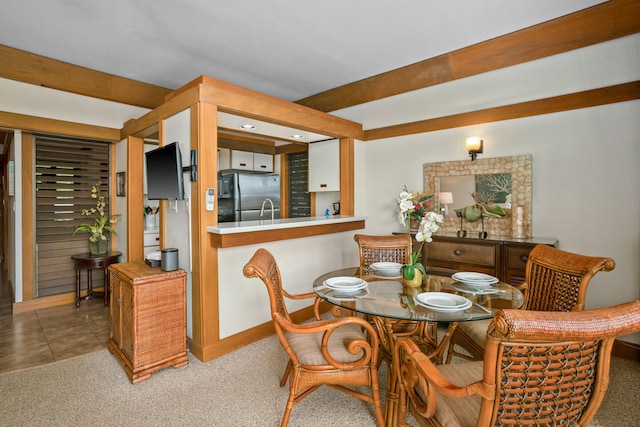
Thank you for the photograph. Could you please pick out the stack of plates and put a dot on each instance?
(475, 279)
(345, 285)
(442, 301)
(386, 269)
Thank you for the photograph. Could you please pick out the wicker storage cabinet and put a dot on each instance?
(148, 318)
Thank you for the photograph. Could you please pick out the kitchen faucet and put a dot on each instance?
(262, 208)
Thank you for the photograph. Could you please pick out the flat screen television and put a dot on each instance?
(165, 173)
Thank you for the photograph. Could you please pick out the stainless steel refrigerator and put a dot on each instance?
(241, 196)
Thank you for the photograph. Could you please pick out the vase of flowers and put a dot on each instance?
(412, 208)
(98, 243)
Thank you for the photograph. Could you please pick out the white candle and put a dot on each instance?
(517, 223)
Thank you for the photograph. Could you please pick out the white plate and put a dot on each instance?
(442, 301)
(476, 291)
(475, 279)
(345, 284)
(349, 295)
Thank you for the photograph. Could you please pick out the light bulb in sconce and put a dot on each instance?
(445, 198)
(474, 146)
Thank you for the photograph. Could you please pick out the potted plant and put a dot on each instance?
(412, 208)
(98, 243)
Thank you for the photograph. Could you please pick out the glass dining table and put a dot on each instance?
(387, 300)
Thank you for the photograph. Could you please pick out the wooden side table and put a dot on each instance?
(89, 262)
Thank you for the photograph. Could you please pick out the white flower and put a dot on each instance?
(428, 226)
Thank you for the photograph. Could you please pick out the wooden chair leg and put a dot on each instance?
(286, 374)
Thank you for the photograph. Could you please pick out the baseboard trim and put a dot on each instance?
(48, 302)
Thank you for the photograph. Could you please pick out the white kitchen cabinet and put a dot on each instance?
(324, 166)
(244, 160)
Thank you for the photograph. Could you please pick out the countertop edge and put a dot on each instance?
(264, 225)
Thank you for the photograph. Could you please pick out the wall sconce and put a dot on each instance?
(446, 198)
(474, 146)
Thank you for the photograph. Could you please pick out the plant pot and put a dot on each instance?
(416, 282)
(99, 248)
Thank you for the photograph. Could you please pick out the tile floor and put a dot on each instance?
(51, 334)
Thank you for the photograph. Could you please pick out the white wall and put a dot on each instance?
(244, 303)
(122, 237)
(177, 223)
(586, 182)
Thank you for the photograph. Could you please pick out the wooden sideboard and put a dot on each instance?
(504, 258)
(148, 318)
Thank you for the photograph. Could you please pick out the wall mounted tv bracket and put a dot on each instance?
(194, 166)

________

> **Given task**
From the material above, copy everything exactly but the pictures.

> **Full output**
Thank you for the photograph. Could you please pick out the stack of plates and put a dot on each instance?
(475, 279)
(345, 285)
(442, 301)
(386, 269)
Thank you for the photograph. Could you please pick out the wicker storage cabinet and put a dot on each instance?
(148, 318)
Thank you for the photograph. Could you please pick out the kitchen faucet and put a dot on each instance?
(262, 208)
Thank you for the photograph. Could you please pick out the flat screen television and put a dot on each instance?
(165, 173)
Thank you for the photograph. Could you please pick out the stainless steel refrigerator and put a dot on each instance?
(241, 196)
Thank you for the photograph. Could you please pick out the vase of flowers and put a dot on each instance?
(412, 208)
(98, 243)
Thank you for the photograph. Could you please pick out the white candle and put a dot on each instance?
(517, 223)
Thank you for the photograph. Could you please pick out the white plate and put a dot on each instance?
(442, 301)
(476, 291)
(475, 279)
(345, 284)
(349, 295)
Thank you for the photograph. Could you please pick out the light bulb in sconce and put a dot on each instance?
(445, 198)
(474, 146)
Thank you for the photograph. Could you please pick out the potted plant and put a dot on each instance?
(412, 208)
(98, 243)
Thank you for the photograph. Could you please pick out the glass dining table and put a dot on each instance?
(387, 300)
Thank you for the photograph. Could you please pick out the wooden side table and put a dot on each instance?
(89, 262)
Thank you for the photograph. Could you please pick out the white flower and put a dot on each instance?
(428, 226)
Thank you for the photograph. Could you please pick out the wooden chair leg and put a dot on each instance?
(286, 374)
Thank you for the photograph. Could you please pick out the baseboard trim and put a dot on each instance?
(48, 302)
Thank you for the photograph. Could you please pick out the white kitchen cabinet and put a dot on each instance?
(324, 166)
(244, 160)
Thank you for the photograph. Could you please pick out the countertop edge and put a dot on each instance?
(264, 225)
Thank you for the photograph. Could you please pick out the wall sconce and put a dot on each instance?
(446, 198)
(474, 146)
Thank you for the photograph. Could you please pick out the plant pot and put a dot on each instance?
(416, 282)
(99, 248)
Thank you for the photograph. Could you please pick out the tile floor and put a dot on each instance?
(51, 334)
Thank you for the photograph. Could you please pick out the white wall and put a dot on each instance?
(244, 303)
(122, 237)
(177, 223)
(586, 182)
Thank you for the photograph. Could you please pick out the wooden sideboard and put a dot on each instance?
(504, 258)
(148, 318)
Thank you for the photograph. Could you please pick out the wall mounted tv bracket and put a dot on each instance?
(194, 166)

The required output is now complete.